Even so, however, consistency and repeatability are ensured, and Enable Seeded Mobility and Mobility Seed are respected.
GPX Import#
Additionally, UEs can be created out of GPX traces. After selecting the desired GPX files in Scenario, click the Parse GPX button to create a manual UE for each trace. Once the UEs are created, clicking Generate Mobility will generate trajectories that match the data contained in the GPX files.
When using GPX traces, the simulation duration determines how the trajectory is handled:
If the simulation duration exceeds the length of the GPX trace, the procedural mobility model will take over once the GPX trace waypoints are exhausted.
If the simulation duration is shorter than the length of the GPX trace, the trajectory of the manual UE will be truncated to match the specified duration.
Changing the scattering properties of the environment#
The proper association of materials to the scene geometry plays a key role in producing a realistic representation of the radio environment. Currently, materials can be assigned to each building and to the terrain as a whole. To do so,
we can select the exterior part of a building we want to edit using either the stage view or the viewport, and then proceed to alter the Surface Materials fields in the property widget; we can similarly select the building in the stage view and edit the Surface Materials field for the interior part of the building.
For the terrain, we can select the Ground Plane asset in the Stage view and then modify the Surface Materials field in the Property widget.
For the buildings, it is also possible to batch assign a given material to the entire map by selecting /World/buildings in the stage widget.
With a similar procedure and interface, we can also assign :
Enable RF: this flag indicates whether the mesh or meshes representing
one building,
all of the buildings
or the terrain
can interact with the electromagnetic field. If this flag is not enabled, the electromagnetic field will not be able to interact with the geometry of the selected asset;
Enable Diffraction: this flag indicates whether the meshes can interact with the electromagnetic field through diffraction.
Enable Diffusion: this option specifies whether the mesh or meshes can interact with the electromagnetic field diffusely, i.e., whether the surface of such meshes can produce non-specular reflections.
Diffuse Surface Element Area: finally, this parameter specifies the area of the tiles in which the surfaces of given meshes will be represented in the calculation of the diffusive electromagnetic components. This parameter allows control of the number of rays diffused by a single facade.
Running simulations#
Before running the simulation, it is essential to verify that all parameters in the Scenario property widget align with our intentions and that the Simulate RAN checkbox is unchecked.
As mentioned in the previous section, the duration and the sampling period of the simulation are determined by the Simulation Mode in Scenario.
Simulation Mode: Duration requires setting
Batches,
Duration,
Interval
Simulation Mode: Slots instead requires
Batches,
Slots Per Batch,
Samples Per Slot.
Refer to the Graphical User Interface section, which describes the Scenario stage widget, for more details on these and other parameters.
Once we have the parameters correctly set, we can generate the UEs and their corresponding trajectories using the Generate UEs button. The trajectories appear in the viewport widget as white polylines on the ground plane, and in the Stage widget as entries of the runtime scope. Once the UEs and their trajectories are available, we can start the simulation by pressing the Start UE mobility button in the toolbar.

Exercise set =
- A) Repeat the part of the simulation guide starting with "Diffuse Surface Element" and going on through "checkbox is unchecked.".
- B) In the simulation guide, what happens when the simulation duration exceeds the length of the GPX trace?

Items for identifying locations =

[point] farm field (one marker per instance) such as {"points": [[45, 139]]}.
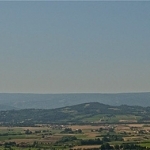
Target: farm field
{"points": [[44, 137]]}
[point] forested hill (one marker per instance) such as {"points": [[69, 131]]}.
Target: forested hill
{"points": [[10, 101], [83, 113]]}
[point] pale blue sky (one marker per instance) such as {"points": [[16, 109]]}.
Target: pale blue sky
{"points": [[71, 47]]}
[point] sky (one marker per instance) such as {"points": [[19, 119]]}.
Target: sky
{"points": [[74, 47]]}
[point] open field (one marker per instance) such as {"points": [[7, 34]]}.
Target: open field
{"points": [[50, 136]]}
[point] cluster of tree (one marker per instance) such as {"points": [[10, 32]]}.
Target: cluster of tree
{"points": [[91, 142], [67, 139], [69, 130], [109, 138], [124, 146]]}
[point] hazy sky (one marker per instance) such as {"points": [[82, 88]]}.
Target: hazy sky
{"points": [[71, 47]]}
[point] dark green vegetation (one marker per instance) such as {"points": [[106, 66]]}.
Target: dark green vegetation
{"points": [[92, 126], [86, 113], [10, 101]]}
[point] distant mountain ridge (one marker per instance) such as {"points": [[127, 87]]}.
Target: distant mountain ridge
{"points": [[93, 112], [49, 101]]}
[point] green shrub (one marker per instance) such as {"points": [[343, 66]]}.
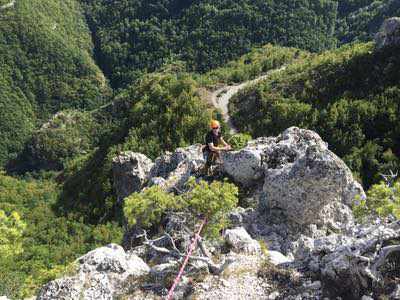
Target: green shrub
{"points": [[204, 34], [239, 140], [349, 96], [46, 66], [165, 103], [40, 250], [67, 135], [212, 201], [381, 201]]}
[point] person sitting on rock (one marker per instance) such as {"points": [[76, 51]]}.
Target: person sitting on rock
{"points": [[212, 149]]}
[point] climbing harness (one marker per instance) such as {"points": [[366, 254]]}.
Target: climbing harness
{"points": [[190, 250]]}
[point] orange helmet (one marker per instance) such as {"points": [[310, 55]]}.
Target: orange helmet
{"points": [[214, 124]]}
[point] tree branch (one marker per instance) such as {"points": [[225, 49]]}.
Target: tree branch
{"points": [[213, 268]]}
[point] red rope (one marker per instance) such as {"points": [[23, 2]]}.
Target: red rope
{"points": [[191, 248]]}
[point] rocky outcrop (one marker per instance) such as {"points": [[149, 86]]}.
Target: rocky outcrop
{"points": [[134, 171], [300, 177], [103, 273], [298, 174], [241, 241], [131, 171], [389, 34], [353, 261]]}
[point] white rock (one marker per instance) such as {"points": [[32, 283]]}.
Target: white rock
{"points": [[389, 34], [241, 241], [103, 273], [131, 172], [277, 258]]}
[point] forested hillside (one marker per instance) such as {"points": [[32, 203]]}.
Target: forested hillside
{"points": [[83, 80], [361, 19], [45, 66], [349, 96], [132, 36]]}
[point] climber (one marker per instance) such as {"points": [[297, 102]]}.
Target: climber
{"points": [[212, 149]]}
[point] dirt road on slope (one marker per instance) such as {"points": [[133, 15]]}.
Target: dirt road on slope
{"points": [[220, 98]]}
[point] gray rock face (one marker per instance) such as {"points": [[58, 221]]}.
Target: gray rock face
{"points": [[130, 171], [300, 176], [348, 260], [133, 172], [277, 258], [241, 241], [103, 273], [389, 34]]}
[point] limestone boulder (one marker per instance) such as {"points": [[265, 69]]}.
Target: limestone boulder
{"points": [[389, 35], [130, 172], [241, 241], [103, 273]]}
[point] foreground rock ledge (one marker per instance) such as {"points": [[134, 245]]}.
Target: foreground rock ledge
{"points": [[297, 172], [103, 273]]}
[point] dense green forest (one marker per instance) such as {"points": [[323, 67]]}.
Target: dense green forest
{"points": [[361, 19], [47, 242], [62, 122], [132, 36], [45, 65], [349, 96]]}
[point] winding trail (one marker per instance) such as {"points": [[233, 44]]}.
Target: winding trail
{"points": [[220, 97]]}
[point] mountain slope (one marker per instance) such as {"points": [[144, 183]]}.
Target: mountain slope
{"points": [[45, 66], [362, 19], [349, 96]]}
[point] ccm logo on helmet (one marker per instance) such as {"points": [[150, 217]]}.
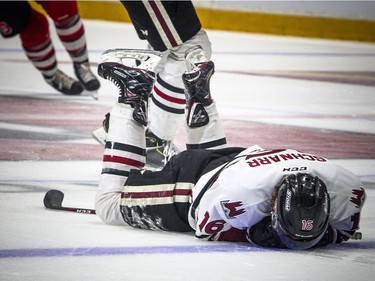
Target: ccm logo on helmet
{"points": [[288, 198], [295, 169], [307, 225]]}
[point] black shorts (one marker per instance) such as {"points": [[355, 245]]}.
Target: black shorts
{"points": [[164, 24], [152, 203], [14, 17]]}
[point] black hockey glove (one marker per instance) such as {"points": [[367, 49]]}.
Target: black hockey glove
{"points": [[262, 234]]}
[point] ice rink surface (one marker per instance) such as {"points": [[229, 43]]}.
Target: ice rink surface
{"points": [[313, 95]]}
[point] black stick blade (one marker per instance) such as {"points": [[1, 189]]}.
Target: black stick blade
{"points": [[53, 199]]}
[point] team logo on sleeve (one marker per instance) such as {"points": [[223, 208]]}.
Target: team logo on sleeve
{"points": [[232, 209]]}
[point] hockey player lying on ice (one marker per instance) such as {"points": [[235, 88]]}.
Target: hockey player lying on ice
{"points": [[273, 198]]}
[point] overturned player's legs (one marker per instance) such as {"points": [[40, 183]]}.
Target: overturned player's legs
{"points": [[125, 147], [204, 129]]}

Solutions to the tasks =
- A)
Diffuse Surface Element Area: finally, this parameter specifies the area of the tiles in which the surfaces of given meshes will be represented in the calculation of the diffusive electromagnetic components. This parameter allows control of the number of rays diffused by a single facade.
Running simulations#
Before running the simulation, it is essential to verify that all parameters in the Scenario property widget align with our intentions and that the Simulate RAN checkbox is unchecked.

- B) The procedural mobility model takes over once the GPX trace waypoints are exhausted.